THINGS TO DO —
1 – From the blog post about unwanted "sugar mumma" messages, pull out everything from "I was so pi$$ed" down to "for my blog.".
2 – According to the blog post about unwanted "sugar mumma" messages, what was the 8-year-old son really doing on the phone when the message came up?
3 – Carry on the blog post about unwanted "sugar mumma" messages from its final sentence.

TEXT TO READ —
——————————

Well now raise your hand if you like receiving up to 100 messages a day from blokes on the other side of the world thinking that you are either :
A) The madam of some "sugar mumma" website who finds women for those needing someone to pay for all their sh*t
B) An actual "Sugar Mumma" yourself, obviously holding auditions to find the perfect toy boy. To find this man, you create a website, that even though it is about healthy eating and stories of your family, this translates to "Yes, I am open, to spending my pay on some dark prince on the other side of the world
C) A dyslexic blogger who instead of swiping right looking for quick hook ups, keeps accidentally typing crap about Rice Malt Sugar and Satanic Children. But is totally open for receiving messages that would make a tradie, in a jackie howe singlet, on a night out on the piss with his mates blush.
This has been my life for the last couple of months. Ive tried so so many things to stop the constant messages. They would never stop but they were becoming less frequent. However it all came to a head in the first week of the school holidays when my 8 year old son, who was playing maths games on my phone (ok, that was totally made up, he was actually taking selfies as a dog on my snapchat) yells out to me:
"Mum you got a message come up on your phone, it says " I want you sex, i be good for you, thank you sugar mumma".
He then innocently looks at me and says "I think its from Uncle Dan, but I'm not sure cause he looks a bit black.
Ok, I'm close to my brother buuuuut not that close.
I literally would have broken the world record for long jump, as I was able to leap a good 2metres from the couch to the kitchen table and pluck the phone from his hands with all the grace of a drunk giraffe. In doing so I smashed the phone into the 8 year olds face, which then led him to burst into tears... but wait for it, not from the pain of a phone being smashed into your temple but because he didn't get to save his snap chat dog selfie and it was apparently a dalmatian one and he has never got to be a dalmatian one before.
I was so pi$$ed off that my 8 year old son, who luckily still thinks that sex is kissing and that babies come out of your belly or rumour has it in the year 4 playground, that they may come out of your bum .......had to be subject to the crap from having the word "MUM" in the same sentence as "SUGAR" for my blog.

——————————

DATASET EXTRACT —

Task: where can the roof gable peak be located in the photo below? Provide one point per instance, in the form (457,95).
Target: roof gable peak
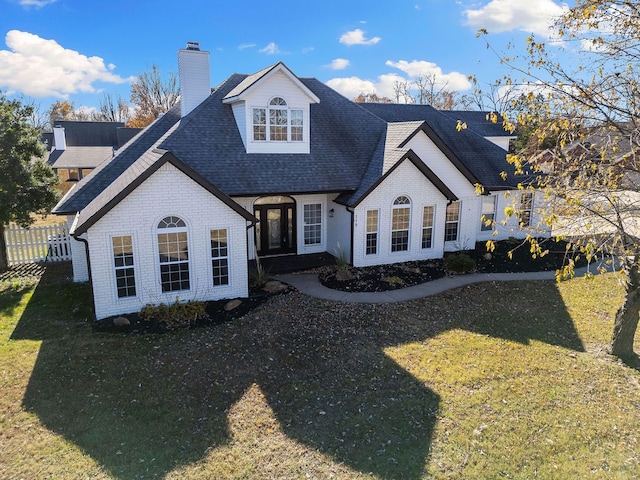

——————————

ANSWERS TO THE TASKS —
1 –
I was so pi$$ed off that my 8 year old son, who luckily still thinks that sex is kissing and that babies come out of your belly or rumour has it in the year 4 playground, that they may come out of your bum .......had to be subject to the crap from having the word "MUM" in the same sentence as "SUGAR" for my blog.

2 – He was taking selfies as a dog on Snapchat.

3 –
So I have spent a good month and a half trying everything I could to stop the constant stream of men looking for a free ride from the other side of the world.
It was blatantly obvious that the only thing I could do was change my website name but apparently that is virtual suicide in the blogging world, once you have a following of people reading your site.
It was either start again from scratch and hope people followed or run the risk of my son telling people that Uncle Dan was maybe his father.... yeh I think I will go with the first one.
(No doubt my brother is reading this vomitting in his mouth a little and swearing he will never go out in sunlight again, so his skin is as white as humanly possible).
My new site name which has not gone live yet, will be
No doubt I will now be getting messages from nigerian men thinking I am running some kind of adult adventure playground where women throw money at them because thats what women love to do.
I swear to Rice Malt Syrup that if I get one message saying " I want to adventure you in the sugar", then I'm going to jump on a plane, and fly kick a muther fructose in the face.
So prepare for bulk posts, as I try and get this new site running.
Hopefully www.sugarfreeadventure.com will be up and running in the next 24 hours
Much love (but not that much love, especially not to Uncle Dan)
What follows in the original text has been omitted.